What the exercise asks: Rewrite every one of the rows below, swapping "one pin marks one object" for "each point marks a single object" wherever it occurs and leaving everything else unchanged.
** Begin Stored records **
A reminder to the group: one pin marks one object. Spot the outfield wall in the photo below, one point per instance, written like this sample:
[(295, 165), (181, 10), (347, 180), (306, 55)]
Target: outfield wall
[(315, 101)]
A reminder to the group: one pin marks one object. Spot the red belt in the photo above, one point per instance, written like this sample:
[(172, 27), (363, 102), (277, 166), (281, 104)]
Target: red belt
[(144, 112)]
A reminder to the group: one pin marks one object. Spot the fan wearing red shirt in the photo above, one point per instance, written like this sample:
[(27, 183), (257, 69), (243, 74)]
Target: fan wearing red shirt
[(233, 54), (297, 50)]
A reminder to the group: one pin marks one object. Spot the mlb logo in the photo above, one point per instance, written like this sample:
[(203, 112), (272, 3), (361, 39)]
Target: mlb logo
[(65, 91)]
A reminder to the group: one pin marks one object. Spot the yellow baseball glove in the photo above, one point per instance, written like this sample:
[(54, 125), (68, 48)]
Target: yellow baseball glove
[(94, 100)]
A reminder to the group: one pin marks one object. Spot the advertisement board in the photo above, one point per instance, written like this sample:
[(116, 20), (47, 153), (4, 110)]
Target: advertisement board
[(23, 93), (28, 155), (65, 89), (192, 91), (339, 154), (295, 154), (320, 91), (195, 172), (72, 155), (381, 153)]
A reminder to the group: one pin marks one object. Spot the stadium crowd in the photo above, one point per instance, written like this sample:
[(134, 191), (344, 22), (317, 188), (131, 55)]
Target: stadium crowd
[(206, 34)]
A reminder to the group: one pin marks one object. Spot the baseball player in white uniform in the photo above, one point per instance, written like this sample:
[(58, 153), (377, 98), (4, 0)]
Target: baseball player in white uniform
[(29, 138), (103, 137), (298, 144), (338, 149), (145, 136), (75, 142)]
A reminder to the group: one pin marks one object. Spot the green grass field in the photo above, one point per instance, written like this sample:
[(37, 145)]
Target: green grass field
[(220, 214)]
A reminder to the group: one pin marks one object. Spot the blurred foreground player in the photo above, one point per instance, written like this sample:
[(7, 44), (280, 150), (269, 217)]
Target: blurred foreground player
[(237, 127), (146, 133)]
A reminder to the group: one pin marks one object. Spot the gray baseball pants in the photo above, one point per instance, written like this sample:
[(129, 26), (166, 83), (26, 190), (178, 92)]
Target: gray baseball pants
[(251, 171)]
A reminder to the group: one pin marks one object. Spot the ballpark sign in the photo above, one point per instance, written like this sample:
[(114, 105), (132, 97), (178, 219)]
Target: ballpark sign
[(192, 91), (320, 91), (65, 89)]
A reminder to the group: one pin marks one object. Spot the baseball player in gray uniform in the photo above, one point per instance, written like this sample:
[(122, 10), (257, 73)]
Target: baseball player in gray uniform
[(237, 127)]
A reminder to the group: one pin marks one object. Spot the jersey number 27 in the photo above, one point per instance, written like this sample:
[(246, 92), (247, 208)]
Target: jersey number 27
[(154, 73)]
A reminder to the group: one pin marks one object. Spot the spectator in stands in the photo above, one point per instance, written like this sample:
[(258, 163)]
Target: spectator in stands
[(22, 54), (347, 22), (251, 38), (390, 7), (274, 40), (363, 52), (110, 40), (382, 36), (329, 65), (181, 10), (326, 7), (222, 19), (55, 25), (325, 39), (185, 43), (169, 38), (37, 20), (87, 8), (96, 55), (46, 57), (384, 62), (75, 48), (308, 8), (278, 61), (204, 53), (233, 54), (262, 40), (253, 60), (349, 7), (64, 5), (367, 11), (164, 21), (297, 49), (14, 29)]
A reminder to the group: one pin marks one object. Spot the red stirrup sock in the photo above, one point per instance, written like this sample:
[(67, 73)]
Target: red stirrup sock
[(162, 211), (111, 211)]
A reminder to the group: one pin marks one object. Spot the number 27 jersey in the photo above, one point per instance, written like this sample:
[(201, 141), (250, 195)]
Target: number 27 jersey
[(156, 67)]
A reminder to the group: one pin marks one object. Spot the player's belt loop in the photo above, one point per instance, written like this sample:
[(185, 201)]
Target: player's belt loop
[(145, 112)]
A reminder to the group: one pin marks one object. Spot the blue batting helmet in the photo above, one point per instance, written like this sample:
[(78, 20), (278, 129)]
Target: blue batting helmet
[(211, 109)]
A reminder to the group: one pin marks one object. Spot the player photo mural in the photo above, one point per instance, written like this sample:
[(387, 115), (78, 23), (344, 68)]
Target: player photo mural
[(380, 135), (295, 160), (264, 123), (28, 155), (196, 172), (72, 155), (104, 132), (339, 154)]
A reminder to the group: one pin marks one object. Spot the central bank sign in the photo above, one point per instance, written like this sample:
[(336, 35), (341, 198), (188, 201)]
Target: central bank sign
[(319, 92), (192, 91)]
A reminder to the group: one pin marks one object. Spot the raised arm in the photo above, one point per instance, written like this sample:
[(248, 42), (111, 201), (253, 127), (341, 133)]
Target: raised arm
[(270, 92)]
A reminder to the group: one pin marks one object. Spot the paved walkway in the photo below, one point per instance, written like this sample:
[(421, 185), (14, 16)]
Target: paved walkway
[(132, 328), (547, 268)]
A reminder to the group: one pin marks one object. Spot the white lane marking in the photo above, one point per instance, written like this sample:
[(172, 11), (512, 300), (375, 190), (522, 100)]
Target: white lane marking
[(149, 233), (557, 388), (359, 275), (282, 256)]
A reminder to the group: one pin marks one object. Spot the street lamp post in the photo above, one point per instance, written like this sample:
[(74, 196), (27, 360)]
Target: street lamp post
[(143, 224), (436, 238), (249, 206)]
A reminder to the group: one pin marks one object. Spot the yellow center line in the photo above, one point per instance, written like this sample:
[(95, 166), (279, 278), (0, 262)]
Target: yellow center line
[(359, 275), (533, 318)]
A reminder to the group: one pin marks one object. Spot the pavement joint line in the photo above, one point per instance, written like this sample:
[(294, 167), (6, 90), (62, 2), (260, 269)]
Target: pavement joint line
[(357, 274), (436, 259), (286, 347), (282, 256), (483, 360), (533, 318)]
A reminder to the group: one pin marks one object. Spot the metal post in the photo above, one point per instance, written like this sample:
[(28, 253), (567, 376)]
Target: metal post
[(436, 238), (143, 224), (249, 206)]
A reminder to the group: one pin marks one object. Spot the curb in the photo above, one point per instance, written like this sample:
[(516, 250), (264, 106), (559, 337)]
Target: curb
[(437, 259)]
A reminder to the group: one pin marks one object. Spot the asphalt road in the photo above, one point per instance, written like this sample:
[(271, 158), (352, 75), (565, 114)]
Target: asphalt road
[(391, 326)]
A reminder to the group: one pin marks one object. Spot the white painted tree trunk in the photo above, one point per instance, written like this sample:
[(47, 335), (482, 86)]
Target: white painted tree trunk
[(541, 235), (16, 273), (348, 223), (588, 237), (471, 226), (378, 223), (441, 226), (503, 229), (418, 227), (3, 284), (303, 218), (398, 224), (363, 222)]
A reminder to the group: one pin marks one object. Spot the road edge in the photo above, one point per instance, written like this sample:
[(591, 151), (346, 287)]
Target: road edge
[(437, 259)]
** End Stored records **
The reply:
A reminder to the group: each point marks a single object. Spot the outfield wall in the photo below, one point per instance, written like this sample:
[(295, 165), (181, 10), (347, 180), (306, 55)]
Target: outfield wall
[(315, 101)]
A reminder to the group: each point marks a single object. Spot the red belt in the photo above, one point per instance, written like this sample:
[(172, 27), (363, 102), (277, 166), (281, 104)]
Target: red belt
[(144, 112)]
A reminder to the group: each point marks a single object. Spot the fan wearing red shirt in the photo above, one point per instance, written like this sample:
[(27, 183), (257, 69), (243, 74)]
Target: fan wearing red shirt
[(233, 54), (297, 50)]
A reminder to the group: each point marks a single object. Spot the mlb logo in the photo above, one point per instance, written like this sample:
[(203, 112), (272, 3), (361, 39)]
Target: mlb logo
[(65, 91)]
A reminder to the group: each point marks a single object. Spot the yellow baseball glove in the photo above, one point per instance, written like this sample:
[(54, 125), (68, 48)]
Target: yellow baseball glove
[(94, 100)]
A reminder to the group: each point marks a single object. Spot the advertisement board in the photo above, one point per instance, written like this sample:
[(116, 20), (47, 153), (4, 110)]
Target: advertisement board
[(23, 93), (28, 155), (65, 89), (192, 91), (339, 154), (295, 154), (320, 91), (195, 172), (72, 155), (381, 153)]
A reminder to the group: each point marks a single object. Spot the stadium crowd in the photo above, one point per instance, written like this sample:
[(134, 191), (344, 22), (317, 188), (131, 55)]
Target: stadium crowd
[(206, 34)]
A reminder to the group: each point marks a single object. Spot the baseball player in white uniform in the photo above, one point per instance, written like this sample:
[(58, 153), (377, 98), (4, 0)]
Target: baseball player in white uniform
[(29, 138), (103, 137), (298, 144), (338, 149), (145, 136), (75, 142)]
A reminder to the group: each point marks a single object. Spot the green grass field in the photo above, one point per instance, written like this sample:
[(37, 145)]
Target: green grass field
[(220, 214)]
A reminder to the group: each point marks a single object. Spot the blurred foreground player in the photo above, one point per instance, written like this sample:
[(7, 44), (280, 150), (269, 217)]
Target: blurred foreground player
[(237, 127), (146, 133)]
A reminder to the group: each point marks a single object. Spot the gray baseball pants in the photo above, one point per instance, written like this sample:
[(129, 26), (166, 83), (26, 190), (178, 92)]
Target: gray baseball pants
[(251, 171)]
A reminder to the group: each point marks a single object. Spot the ballpark sign in the photo above, one point per instance, written like this sample:
[(114, 105), (132, 97), (178, 219)]
Target: ballpark sign
[(192, 91), (320, 91), (65, 89)]
A reminder to the group: each point marks a single object. Spot the baseball player in gray uniform in the photo above, one point per instance, written like this sample:
[(122, 10), (257, 73)]
Target: baseball player in gray uniform
[(237, 127)]
A reminder to the group: each point marks a single object. Spot the jersey number 27 in the photo above, one point per instance, written like this sample:
[(246, 92), (247, 208)]
Target: jersey number 27
[(154, 73)]
A reminder to the group: each point marks a single object. Spot the spectator in stands in the photo above, one point per instance, written like this sample:
[(258, 163)]
Target: spectator in stands
[(22, 54), (347, 22), (251, 38), (390, 7), (274, 40), (363, 52), (110, 40), (382, 36), (329, 65), (181, 10), (326, 7), (222, 19), (55, 25), (325, 39), (185, 43), (169, 38), (37, 20), (87, 8), (96, 55), (46, 57), (384, 62), (75, 48), (308, 8), (278, 61), (204, 53), (233, 54), (262, 40), (253, 60), (349, 7), (64, 5), (367, 11), (164, 21), (297, 49), (14, 29)]
A reminder to the group: each point marks a single object. Spot the red stirrup sock in the photo above, one point per instance, written like this sample:
[(67, 73)]
Target: red stirrup sock
[(162, 211), (111, 211)]
A reminder to the group: each point marks a single object. Spot the number 27 jersey in the photo above, one point per instance, written like this sample:
[(201, 141), (250, 195)]
Target: number 27 jersey
[(156, 67)]
A reminder to the group: each point marks a single object. Spot the player's belt loop in the photo above, one point per instance, written like this sample:
[(185, 201)]
Target: player's belt loop
[(145, 112)]
A reminder to the group: each point marks a single object. Spot the blue batting helmet in the photo above, one point per instance, written like this sample:
[(78, 20), (278, 129)]
Target: blue batting helmet
[(211, 109)]
A reminder to the group: each point marks a single object. Spot the player photo mural in the photo above, one point per instance, written like this sample:
[(387, 115), (78, 23), (344, 68)]
Target: player photo mural
[(380, 135), (295, 160), (264, 123), (28, 155), (196, 172), (72, 155), (104, 132), (339, 154)]
A reminder to the group: each point marks a single object. Spot the central bank sign in the photo above, one point per instance, written like this sample:
[(336, 35), (341, 198), (188, 201)]
Target: central bank sign
[(319, 92), (192, 91)]
A reminder to the group: each point marks a single object. Spot the raised arm in the photo above, one point per instance, written like this sample:
[(248, 42), (111, 201), (253, 127), (341, 133)]
Target: raised arm
[(270, 92)]
A reminder to the group: each point marks a single object. Spot the paved walkway in the photo below, one point per instance, written like this sample:
[(421, 185), (14, 16)]
Target: paved walkway
[(132, 328), (547, 268)]
A reminder to the group: each point marks a single object. Spot the white lane marking in the photo above, one point per instance, written like this sample:
[(172, 11), (512, 300), (375, 190), (522, 100)]
Target: white lane marking
[(149, 233), (557, 388), (359, 275), (282, 256)]
A reminder to the group: each point marks a single object. Spot the street lamp post in the photo above, one point per instance, written like this sample:
[(74, 196), (27, 360)]
Target: street lamp post
[(143, 224), (436, 238), (249, 206)]
A reminder to the group: each point marks a single object. Spot the yellow center line in the photo above, one point per instance, written like this sample:
[(95, 166), (279, 278), (0, 262)]
Target: yellow center line
[(359, 275), (533, 318)]
A reminder to the group: each point marks a single object. Spot the pavement joint line in the photo above, one point per instance, written like this sample:
[(294, 167), (6, 90), (62, 2), (260, 269)]
Target: pavement joint line
[(357, 274), (436, 259), (286, 347), (282, 256), (483, 360), (533, 318)]
A reminder to the group: each point marks a single object. Spot the metal post in the photo above, one point per instance, written like this sample:
[(28, 253), (567, 376)]
Target: metal post
[(436, 238), (143, 224), (249, 206)]
A reminder to the group: each point marks a single object. Spot the curb in the photo above, one point per instance, written like this sample:
[(516, 250), (264, 106), (559, 337)]
Target: curb
[(437, 259)]
A reminder to the group: each point marks a single object. Spot the asphalt road in the photo above, one point per instance, written like this sample:
[(271, 158), (352, 75), (565, 114)]
Target: asphalt road
[(391, 326)]
A reminder to the group: each point marks a single object. Spot the white painted tree trunk in the photo above, one point per instance, written like this sample:
[(47, 335), (482, 86)]
Target: white painted tree trunk
[(541, 235), (16, 273), (348, 223), (588, 237), (471, 226), (378, 223), (441, 226), (503, 229), (418, 227), (3, 284), (303, 218), (398, 224), (363, 222)]
A reminder to the group: each point marks a single object. Spot the road edge in the photo above, one point per instance, written like this sample:
[(591, 151), (346, 287)]
Target: road edge
[(437, 259)]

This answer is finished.